● **Selected passage**:
Just how powerful is Medicare as a political weapon? So powerful that for the past two election cycles it’s been a favorite cudgel for both Republicans and Democrats.
And the election of Democrat Kathy Hochul to fill a traditionally GOP seat in upstate New York in May is just the latest demonstration.
Hochul and the national Democratic Party ran a campaign based on large part on the House Republican Budget passed in April that essentially would privatize the government program for the elderly and disabled. And their campaign worked.
Harvard political scientist and pollster Robert Blendon isn’t surprised. “Older Americans tend to vote at much higher rates than other voters,” he says. At the same time, he adds, “they are the group that most care about health care as a voting issue.”
Influential Ads
It was Republicans, however, who got the better of the Medicare issue last year. That’s when, of all the hundreds of provisions in the massive health care overhaul law, they zeroed in on the fact that it would reduce Medicare spending by a half-trillion dollars over 10 years.
“Grayson and Kosmas – they betrayed the trust of Florida’s seniors,” proclaimed one ad that the conservative senior group 60 Plus ran targeting central Florida Democrats Alan Grayson and Suzanne Kosmas, both of whom voted for the health bill. “And this November, we’ll remember,” seniors say at the end of the spot.
Ads like that helped Republicans sweep Grayson, Kosmas and dozens of their Democratic colleagues out of office and the GOP into the House majority.
Now Democrats are ready to turn the tables, also using Medicare as their weapon. They’re taking aim at the budget plan every House Republican voted for in April. That plan’s major Medicare changes wouldn’t affect current seniors, but you wouldn’t know that to listen to Democrats and their advocates.
One of the most controversial ads, from a liberal group called the Agenda Project, shows an actor dressed to resemble House Budget Committee Chairman Paul Ryan, literally pushing a little old lady out of a wheelchair and over a cliff, while “America the Beautiful” plays in the background.
Another, from a group called Protect Your Care, features a senior named Julie who says, “You’re looking for cuts. Why are you looking at us?”
‘Sick Of The Political Demagoguery’
Despite the backlash, however, Ryan is not apologizing for the Medicare plan he put forward.
“I would do it just like this if I had to do it all over again,” he said in an interview at NPR recently.
And Ryan says he’s convinced that his plan to privatize Medicare won’t pay off for Democrats come election day 2012.
“I really believe people are ready for these kinds of solutions; they want to see leaders tackle these challenges,” he said. “And they are sick of the political demagoguery, and I think people are becoming more desensitized to all these attack things.”
That’s not how House Democratic leader Nancy Pelosi sees it, of course.
“Medicare for us is a pillar of health and economic security for our seniors,” said Pelosi, who also sat down for an interview at NPR recently. “It’s an ethic. it’s a value … and we intend to fight for it.
Pelosi is quick to point out that she understands there is a problem with Medicare. She acknowledges that Medicare is not financially sound enough to sustain the retirement of 78 million baby boomers who are beginning to join the program this year, and that Medicare costs are a major drag on the nation’s debt and deficit problem.

● **Data extracts**:
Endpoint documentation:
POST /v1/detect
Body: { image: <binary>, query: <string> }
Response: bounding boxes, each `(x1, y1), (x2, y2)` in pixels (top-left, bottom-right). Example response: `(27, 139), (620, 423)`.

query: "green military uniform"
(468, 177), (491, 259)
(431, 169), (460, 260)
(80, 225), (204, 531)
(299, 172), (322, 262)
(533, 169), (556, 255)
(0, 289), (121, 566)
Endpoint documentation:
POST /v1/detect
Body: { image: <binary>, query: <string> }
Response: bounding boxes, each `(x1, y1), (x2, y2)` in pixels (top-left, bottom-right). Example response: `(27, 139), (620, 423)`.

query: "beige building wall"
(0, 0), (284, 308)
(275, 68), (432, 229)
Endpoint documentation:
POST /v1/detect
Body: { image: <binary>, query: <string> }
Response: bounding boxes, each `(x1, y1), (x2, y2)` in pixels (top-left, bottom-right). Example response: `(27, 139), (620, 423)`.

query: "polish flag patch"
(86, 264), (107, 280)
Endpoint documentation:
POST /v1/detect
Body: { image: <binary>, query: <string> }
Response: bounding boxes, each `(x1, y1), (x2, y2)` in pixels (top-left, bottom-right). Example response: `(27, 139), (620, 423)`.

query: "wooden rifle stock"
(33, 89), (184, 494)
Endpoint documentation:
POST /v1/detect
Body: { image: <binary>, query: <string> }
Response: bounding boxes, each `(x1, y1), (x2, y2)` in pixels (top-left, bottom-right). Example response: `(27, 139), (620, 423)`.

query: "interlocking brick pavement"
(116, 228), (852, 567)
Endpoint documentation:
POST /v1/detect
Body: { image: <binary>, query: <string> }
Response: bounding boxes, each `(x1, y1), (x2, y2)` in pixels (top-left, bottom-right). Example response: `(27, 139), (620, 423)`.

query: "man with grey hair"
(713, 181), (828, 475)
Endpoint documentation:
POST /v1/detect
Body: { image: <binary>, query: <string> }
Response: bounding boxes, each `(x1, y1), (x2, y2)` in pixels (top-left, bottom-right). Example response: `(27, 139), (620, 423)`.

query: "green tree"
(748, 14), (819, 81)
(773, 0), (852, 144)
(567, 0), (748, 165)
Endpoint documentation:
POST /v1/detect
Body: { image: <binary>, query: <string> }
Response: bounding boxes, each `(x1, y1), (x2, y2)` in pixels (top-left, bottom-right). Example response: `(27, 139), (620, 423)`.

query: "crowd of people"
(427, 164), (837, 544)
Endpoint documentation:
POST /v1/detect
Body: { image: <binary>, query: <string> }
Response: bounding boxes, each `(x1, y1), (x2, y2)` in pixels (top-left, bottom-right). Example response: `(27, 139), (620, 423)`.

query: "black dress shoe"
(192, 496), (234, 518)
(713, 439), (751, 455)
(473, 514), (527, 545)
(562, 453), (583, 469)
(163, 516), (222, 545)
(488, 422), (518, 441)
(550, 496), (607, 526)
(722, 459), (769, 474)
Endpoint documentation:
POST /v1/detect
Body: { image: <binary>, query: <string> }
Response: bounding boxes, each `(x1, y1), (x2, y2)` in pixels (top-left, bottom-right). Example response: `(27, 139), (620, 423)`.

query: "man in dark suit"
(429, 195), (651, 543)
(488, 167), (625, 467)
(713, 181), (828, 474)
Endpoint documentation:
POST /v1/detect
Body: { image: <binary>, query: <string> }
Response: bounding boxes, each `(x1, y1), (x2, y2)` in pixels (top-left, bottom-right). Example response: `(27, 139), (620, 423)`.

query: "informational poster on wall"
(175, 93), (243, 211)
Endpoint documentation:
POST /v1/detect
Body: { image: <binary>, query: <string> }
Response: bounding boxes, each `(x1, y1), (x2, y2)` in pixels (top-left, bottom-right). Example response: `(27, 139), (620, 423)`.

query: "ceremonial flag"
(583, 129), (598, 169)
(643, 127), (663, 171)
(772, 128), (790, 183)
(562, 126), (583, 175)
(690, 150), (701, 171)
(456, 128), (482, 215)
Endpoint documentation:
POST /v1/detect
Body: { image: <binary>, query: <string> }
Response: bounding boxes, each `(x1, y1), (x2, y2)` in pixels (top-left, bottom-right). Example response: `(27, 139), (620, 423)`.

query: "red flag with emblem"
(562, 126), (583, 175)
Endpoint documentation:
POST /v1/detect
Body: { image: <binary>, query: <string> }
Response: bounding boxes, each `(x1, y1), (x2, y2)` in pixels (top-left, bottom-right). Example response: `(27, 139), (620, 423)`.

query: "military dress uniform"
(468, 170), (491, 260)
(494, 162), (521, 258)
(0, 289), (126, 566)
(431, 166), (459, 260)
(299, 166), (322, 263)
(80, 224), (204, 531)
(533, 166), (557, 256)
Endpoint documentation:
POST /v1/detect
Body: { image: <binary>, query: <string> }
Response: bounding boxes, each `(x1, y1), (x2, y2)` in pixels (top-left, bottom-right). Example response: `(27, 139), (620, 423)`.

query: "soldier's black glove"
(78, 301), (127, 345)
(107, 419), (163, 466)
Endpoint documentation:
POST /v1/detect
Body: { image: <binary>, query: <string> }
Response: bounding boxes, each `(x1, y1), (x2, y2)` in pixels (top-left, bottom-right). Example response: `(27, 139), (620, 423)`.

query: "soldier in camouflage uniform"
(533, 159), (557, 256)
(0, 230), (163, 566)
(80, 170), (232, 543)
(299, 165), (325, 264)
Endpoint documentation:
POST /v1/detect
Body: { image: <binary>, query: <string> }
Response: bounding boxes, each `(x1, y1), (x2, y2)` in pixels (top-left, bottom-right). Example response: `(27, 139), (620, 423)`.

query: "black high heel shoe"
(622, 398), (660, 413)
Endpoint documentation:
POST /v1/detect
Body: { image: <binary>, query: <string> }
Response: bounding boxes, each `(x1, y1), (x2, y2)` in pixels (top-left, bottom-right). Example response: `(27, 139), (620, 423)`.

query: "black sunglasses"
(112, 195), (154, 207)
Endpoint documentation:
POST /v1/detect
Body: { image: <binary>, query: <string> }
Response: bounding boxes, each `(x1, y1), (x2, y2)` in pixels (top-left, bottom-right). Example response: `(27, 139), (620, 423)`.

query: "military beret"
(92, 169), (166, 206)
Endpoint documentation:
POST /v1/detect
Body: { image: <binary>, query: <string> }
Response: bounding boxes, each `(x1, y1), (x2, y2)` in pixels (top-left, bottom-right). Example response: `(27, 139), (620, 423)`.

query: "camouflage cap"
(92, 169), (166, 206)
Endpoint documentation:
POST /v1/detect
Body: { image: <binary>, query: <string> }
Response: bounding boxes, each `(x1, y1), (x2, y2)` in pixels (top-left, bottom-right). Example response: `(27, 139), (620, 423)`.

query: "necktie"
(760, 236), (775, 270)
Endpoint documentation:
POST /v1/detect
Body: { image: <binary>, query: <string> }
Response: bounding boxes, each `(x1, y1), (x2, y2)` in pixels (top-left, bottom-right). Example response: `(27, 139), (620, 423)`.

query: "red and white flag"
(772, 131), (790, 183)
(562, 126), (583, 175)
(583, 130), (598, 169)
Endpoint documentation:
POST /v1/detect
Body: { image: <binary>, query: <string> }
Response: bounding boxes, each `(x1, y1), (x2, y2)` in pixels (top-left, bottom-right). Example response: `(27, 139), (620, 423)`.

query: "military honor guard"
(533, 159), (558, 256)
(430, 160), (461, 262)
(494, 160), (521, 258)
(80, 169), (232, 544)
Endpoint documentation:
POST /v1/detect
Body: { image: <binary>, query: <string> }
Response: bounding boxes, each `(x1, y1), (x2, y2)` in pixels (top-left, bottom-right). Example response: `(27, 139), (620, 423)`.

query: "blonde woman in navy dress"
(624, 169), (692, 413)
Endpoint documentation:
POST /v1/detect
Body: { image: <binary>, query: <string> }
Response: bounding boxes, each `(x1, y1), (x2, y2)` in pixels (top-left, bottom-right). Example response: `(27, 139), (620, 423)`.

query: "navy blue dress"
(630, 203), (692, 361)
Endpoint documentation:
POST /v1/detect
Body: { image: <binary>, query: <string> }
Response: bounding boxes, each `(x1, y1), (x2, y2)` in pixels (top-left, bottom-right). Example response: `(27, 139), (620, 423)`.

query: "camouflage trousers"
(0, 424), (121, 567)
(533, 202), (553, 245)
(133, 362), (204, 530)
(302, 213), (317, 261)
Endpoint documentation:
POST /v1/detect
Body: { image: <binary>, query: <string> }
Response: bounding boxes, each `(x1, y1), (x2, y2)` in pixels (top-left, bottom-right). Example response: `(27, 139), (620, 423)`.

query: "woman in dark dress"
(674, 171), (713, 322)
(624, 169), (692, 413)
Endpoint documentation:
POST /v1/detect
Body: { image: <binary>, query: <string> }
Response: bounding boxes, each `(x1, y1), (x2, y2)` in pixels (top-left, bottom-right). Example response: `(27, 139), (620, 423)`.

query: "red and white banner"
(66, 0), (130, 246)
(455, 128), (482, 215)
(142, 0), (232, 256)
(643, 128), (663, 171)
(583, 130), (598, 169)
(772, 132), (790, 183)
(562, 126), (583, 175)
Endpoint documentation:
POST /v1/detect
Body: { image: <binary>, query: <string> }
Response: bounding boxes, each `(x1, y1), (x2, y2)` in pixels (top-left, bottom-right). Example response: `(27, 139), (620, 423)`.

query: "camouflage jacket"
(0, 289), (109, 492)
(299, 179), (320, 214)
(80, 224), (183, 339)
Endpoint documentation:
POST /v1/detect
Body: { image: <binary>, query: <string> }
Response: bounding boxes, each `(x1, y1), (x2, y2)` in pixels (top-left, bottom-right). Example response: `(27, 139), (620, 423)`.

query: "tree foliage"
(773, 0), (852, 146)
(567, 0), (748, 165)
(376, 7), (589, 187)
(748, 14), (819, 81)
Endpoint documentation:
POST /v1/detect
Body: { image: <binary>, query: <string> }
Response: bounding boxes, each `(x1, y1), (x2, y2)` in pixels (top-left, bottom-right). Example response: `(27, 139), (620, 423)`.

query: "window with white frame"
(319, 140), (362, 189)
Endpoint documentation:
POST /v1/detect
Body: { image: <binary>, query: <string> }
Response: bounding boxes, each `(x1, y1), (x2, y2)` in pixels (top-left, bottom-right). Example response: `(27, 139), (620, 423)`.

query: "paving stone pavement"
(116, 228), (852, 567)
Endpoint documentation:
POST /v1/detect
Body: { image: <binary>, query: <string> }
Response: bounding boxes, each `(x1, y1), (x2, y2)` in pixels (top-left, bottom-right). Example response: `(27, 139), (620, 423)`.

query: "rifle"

* * *

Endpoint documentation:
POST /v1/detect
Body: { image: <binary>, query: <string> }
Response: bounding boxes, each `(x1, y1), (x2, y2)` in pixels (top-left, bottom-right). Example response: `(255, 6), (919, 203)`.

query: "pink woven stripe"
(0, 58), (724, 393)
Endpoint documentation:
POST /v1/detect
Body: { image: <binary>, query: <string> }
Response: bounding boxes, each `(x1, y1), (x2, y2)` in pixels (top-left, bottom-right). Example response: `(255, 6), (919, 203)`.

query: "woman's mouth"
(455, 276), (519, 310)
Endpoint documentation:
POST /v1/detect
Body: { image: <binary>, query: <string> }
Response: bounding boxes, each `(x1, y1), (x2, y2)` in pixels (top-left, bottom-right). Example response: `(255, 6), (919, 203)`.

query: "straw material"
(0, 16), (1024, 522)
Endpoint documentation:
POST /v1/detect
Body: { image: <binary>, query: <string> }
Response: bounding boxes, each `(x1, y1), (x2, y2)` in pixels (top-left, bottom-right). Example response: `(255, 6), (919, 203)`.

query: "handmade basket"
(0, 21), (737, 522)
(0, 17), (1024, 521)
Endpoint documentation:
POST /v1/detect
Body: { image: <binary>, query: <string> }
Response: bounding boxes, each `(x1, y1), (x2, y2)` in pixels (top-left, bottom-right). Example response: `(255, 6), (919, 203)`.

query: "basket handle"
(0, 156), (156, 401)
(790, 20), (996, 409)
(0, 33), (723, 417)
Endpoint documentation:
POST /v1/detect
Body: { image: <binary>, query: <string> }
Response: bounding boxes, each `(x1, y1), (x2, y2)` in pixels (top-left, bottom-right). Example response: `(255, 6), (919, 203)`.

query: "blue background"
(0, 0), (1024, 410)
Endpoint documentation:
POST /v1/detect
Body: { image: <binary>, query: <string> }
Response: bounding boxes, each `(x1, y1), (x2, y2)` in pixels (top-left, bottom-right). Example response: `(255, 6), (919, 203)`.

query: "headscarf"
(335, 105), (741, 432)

● **Work instructions**:
a: In the Medicare article, swap "baby boomers" for "new retirees" and write out the passage starting at "Pelosi is quick" and ending at "and deficit problem.".
b: According to the Medicare article, which group made the ad showing an actor dressed like Paul Ryan pushing an old lady over a cliff?

● **Answers to the tasks**:
a:
Pelosi is quick to point out that she understands there is a problem with Medicare. She acknowledges that Medicare is not financially sound enough to sustain the retirement of 78 million new retirees who are beginning to join the program this year, and that Medicare costs are a major drag on the nation’s debt and deficit problem.

b: The Agenda Project, a liberal group.